**Input data:**
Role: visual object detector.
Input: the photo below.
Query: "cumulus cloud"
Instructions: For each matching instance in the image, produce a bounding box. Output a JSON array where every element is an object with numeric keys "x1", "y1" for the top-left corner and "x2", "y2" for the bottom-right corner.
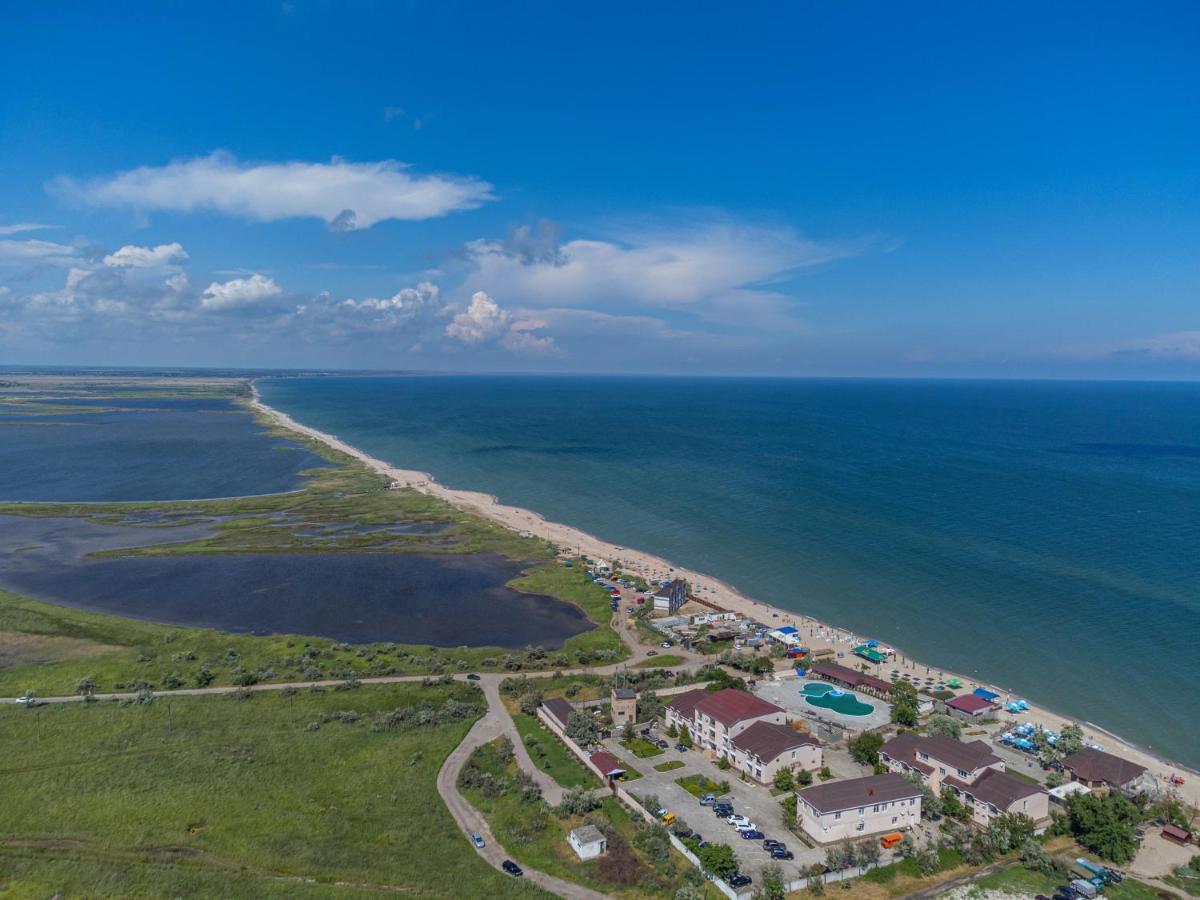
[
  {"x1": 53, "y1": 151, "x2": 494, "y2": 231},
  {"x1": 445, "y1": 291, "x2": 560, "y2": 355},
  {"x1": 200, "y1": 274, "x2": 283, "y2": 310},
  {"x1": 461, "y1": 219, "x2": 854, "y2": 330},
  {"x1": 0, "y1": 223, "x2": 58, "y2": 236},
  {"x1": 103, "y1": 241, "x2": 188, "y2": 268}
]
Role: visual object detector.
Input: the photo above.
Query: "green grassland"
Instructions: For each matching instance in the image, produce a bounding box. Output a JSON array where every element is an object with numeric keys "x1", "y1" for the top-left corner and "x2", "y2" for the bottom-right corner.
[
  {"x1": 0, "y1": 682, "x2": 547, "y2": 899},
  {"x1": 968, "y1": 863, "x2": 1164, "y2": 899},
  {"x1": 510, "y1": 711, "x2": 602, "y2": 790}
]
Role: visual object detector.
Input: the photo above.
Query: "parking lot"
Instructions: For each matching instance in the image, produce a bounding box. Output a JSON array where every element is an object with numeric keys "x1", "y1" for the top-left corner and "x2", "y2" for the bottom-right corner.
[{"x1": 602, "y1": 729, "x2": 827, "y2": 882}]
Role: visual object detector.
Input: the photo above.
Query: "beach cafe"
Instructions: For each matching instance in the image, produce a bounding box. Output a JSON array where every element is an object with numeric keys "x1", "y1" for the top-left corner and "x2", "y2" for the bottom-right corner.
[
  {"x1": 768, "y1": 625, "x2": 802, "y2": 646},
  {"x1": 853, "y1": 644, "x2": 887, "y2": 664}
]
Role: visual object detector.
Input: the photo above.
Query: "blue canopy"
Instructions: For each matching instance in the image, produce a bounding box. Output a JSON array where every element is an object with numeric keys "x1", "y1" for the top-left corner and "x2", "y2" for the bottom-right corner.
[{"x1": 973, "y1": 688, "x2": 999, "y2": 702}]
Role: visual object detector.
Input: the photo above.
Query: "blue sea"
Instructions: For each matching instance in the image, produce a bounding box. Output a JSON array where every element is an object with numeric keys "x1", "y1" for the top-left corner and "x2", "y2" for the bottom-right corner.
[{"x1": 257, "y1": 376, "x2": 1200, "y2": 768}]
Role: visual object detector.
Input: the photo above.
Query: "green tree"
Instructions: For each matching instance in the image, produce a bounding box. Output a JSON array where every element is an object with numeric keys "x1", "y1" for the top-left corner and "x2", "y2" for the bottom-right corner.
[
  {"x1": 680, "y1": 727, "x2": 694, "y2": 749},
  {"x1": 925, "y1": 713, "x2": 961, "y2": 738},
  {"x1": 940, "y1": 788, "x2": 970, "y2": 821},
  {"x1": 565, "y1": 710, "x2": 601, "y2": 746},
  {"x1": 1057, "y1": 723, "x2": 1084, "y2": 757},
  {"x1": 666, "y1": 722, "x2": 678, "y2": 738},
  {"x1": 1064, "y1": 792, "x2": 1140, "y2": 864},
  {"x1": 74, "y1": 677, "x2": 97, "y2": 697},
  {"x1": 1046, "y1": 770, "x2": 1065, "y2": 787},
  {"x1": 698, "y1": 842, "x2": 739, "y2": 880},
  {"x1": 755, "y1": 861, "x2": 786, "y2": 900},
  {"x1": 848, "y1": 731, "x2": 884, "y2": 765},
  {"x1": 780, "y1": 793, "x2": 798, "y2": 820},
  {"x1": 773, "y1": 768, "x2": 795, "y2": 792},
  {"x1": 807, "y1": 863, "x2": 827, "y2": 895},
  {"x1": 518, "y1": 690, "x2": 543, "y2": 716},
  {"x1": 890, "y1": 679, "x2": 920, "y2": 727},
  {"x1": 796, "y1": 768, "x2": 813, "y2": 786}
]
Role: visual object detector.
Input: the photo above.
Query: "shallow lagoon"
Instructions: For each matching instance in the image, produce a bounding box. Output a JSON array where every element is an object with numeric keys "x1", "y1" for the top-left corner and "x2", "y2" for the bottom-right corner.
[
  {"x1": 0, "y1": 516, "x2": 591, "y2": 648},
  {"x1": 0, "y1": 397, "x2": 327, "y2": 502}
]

* * *

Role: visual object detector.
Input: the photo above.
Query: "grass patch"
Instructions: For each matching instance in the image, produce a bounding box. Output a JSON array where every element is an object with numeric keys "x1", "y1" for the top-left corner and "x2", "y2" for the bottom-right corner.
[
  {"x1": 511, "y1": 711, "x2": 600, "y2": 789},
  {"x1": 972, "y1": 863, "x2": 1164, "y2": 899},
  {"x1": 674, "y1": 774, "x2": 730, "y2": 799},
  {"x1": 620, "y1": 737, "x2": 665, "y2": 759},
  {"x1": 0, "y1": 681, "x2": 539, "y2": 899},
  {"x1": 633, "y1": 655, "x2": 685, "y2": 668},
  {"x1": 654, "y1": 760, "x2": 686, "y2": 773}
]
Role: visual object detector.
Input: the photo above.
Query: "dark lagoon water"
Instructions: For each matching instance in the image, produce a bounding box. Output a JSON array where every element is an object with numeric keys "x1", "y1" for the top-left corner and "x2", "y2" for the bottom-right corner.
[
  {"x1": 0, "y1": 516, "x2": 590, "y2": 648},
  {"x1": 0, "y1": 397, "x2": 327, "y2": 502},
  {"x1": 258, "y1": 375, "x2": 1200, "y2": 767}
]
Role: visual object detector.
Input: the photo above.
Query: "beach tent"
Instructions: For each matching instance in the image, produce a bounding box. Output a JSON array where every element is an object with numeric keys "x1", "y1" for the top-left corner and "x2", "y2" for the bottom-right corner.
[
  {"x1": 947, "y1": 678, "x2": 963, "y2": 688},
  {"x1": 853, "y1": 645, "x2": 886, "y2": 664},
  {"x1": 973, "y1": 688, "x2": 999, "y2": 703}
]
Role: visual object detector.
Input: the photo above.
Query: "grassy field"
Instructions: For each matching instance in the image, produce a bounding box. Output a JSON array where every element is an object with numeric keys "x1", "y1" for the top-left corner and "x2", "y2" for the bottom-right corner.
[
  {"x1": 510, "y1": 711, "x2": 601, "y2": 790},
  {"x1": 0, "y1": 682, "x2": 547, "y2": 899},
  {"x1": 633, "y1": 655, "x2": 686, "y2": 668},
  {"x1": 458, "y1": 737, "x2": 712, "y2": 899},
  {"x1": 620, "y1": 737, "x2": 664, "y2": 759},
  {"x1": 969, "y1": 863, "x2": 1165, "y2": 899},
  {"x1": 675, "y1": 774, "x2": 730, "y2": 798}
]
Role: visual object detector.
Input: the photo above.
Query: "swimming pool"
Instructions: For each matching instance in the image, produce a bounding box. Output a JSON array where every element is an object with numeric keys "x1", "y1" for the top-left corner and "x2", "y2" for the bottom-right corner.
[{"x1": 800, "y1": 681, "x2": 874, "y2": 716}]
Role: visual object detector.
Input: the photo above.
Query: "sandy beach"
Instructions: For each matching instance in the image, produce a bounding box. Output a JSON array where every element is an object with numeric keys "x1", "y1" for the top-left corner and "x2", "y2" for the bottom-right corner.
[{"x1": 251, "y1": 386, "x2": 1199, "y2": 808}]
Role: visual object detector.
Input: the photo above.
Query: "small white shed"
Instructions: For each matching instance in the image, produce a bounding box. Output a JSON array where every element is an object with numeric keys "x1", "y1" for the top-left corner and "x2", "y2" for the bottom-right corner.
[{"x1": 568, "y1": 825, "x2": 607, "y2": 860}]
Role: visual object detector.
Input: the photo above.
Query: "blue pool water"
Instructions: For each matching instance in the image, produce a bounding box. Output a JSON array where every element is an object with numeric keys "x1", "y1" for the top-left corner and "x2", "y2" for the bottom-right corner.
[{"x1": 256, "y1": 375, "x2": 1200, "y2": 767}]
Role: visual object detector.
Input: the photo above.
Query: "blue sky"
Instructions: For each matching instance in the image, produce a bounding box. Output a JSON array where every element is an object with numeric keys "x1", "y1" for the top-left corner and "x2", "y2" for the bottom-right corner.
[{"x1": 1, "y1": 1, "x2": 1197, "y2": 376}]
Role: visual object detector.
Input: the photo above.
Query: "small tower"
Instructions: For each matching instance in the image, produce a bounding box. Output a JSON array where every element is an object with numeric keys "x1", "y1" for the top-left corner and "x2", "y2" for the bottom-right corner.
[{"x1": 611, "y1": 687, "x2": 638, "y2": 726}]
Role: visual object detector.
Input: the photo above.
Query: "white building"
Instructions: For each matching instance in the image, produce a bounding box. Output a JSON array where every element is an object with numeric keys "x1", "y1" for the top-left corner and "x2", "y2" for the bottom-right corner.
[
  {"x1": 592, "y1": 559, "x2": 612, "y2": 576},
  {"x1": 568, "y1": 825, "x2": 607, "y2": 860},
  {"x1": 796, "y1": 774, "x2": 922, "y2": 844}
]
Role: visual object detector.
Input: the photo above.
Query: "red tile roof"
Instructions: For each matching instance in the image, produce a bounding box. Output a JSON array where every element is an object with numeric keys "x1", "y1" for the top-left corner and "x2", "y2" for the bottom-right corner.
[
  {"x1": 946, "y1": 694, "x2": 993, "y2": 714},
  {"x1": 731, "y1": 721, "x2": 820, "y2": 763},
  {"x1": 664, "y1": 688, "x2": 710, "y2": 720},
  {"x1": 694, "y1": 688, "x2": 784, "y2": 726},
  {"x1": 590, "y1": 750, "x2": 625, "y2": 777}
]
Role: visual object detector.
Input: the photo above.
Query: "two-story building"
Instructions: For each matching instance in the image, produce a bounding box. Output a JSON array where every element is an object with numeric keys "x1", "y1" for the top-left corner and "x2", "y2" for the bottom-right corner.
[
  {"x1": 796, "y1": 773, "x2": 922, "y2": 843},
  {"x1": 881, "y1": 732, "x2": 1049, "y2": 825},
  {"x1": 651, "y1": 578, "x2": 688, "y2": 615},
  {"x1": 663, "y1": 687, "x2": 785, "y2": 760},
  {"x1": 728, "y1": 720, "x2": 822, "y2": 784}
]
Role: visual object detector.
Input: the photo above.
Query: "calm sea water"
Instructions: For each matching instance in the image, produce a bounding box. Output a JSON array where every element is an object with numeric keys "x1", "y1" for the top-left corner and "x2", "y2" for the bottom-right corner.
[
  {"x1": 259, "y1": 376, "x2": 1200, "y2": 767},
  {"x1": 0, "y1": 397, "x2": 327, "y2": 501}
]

==

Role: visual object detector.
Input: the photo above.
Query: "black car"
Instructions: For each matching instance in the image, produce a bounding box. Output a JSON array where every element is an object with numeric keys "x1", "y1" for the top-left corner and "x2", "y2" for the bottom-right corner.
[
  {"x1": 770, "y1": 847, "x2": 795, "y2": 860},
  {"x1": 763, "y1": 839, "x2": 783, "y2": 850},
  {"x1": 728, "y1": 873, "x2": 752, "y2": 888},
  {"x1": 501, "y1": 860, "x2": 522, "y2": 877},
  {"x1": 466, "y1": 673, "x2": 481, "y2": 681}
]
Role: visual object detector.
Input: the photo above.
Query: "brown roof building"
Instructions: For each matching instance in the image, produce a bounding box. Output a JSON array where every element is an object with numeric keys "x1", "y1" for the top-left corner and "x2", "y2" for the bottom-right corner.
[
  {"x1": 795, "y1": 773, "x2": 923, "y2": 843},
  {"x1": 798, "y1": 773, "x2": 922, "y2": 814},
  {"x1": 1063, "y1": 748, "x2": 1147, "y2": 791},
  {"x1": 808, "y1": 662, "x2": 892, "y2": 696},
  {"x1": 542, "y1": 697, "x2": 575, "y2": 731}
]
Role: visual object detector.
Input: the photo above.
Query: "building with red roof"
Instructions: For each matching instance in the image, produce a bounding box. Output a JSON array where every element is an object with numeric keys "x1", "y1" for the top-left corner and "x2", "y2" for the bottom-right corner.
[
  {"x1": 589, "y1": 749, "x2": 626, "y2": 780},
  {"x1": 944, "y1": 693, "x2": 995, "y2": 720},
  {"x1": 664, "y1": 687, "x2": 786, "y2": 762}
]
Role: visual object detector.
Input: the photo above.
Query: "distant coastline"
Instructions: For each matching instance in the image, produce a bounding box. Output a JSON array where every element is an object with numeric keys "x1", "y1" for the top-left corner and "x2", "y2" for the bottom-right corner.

**What you have to do:** A single number is expected: how many lines in the entries contain "water".

**Reply to the task:** 3